=== What is expected ===
Collect every line of the material below that contains the word "white", and copy each such line in full.
____ Data supplied
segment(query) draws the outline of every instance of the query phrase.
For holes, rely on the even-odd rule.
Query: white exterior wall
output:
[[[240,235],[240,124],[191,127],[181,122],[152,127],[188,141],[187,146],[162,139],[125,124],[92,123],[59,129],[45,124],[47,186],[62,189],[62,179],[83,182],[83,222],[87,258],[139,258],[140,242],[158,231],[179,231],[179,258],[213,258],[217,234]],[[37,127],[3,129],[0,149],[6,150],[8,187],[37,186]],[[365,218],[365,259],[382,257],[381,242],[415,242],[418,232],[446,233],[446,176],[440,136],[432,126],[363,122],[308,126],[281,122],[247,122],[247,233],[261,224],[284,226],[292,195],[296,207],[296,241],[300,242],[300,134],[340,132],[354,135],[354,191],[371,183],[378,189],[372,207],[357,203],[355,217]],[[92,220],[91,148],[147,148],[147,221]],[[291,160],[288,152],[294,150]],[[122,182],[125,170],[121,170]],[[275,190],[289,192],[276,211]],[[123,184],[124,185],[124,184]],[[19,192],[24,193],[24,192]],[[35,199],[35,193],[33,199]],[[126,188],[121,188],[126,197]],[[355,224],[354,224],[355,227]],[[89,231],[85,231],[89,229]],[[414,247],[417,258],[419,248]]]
________
____ Data supplied
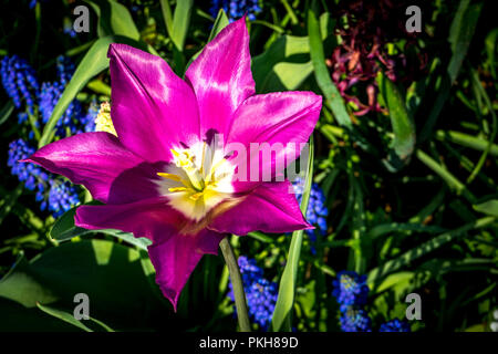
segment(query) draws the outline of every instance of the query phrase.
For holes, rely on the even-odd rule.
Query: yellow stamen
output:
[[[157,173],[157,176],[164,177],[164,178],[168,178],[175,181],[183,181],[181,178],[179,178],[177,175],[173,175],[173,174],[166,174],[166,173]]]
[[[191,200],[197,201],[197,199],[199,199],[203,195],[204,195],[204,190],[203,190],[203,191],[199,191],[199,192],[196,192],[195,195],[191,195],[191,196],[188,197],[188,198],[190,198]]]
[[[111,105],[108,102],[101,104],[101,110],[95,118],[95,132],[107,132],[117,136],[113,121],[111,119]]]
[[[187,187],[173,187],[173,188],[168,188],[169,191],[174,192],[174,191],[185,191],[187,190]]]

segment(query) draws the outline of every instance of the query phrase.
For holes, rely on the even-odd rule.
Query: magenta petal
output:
________
____ Data supplied
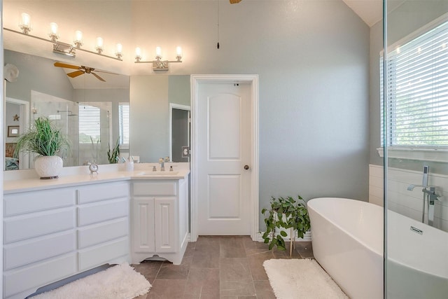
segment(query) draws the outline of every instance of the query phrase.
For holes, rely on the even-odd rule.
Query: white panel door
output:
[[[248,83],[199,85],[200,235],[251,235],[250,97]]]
________
=== Exercise result ===
Query: white exterior wall
Query: white panel door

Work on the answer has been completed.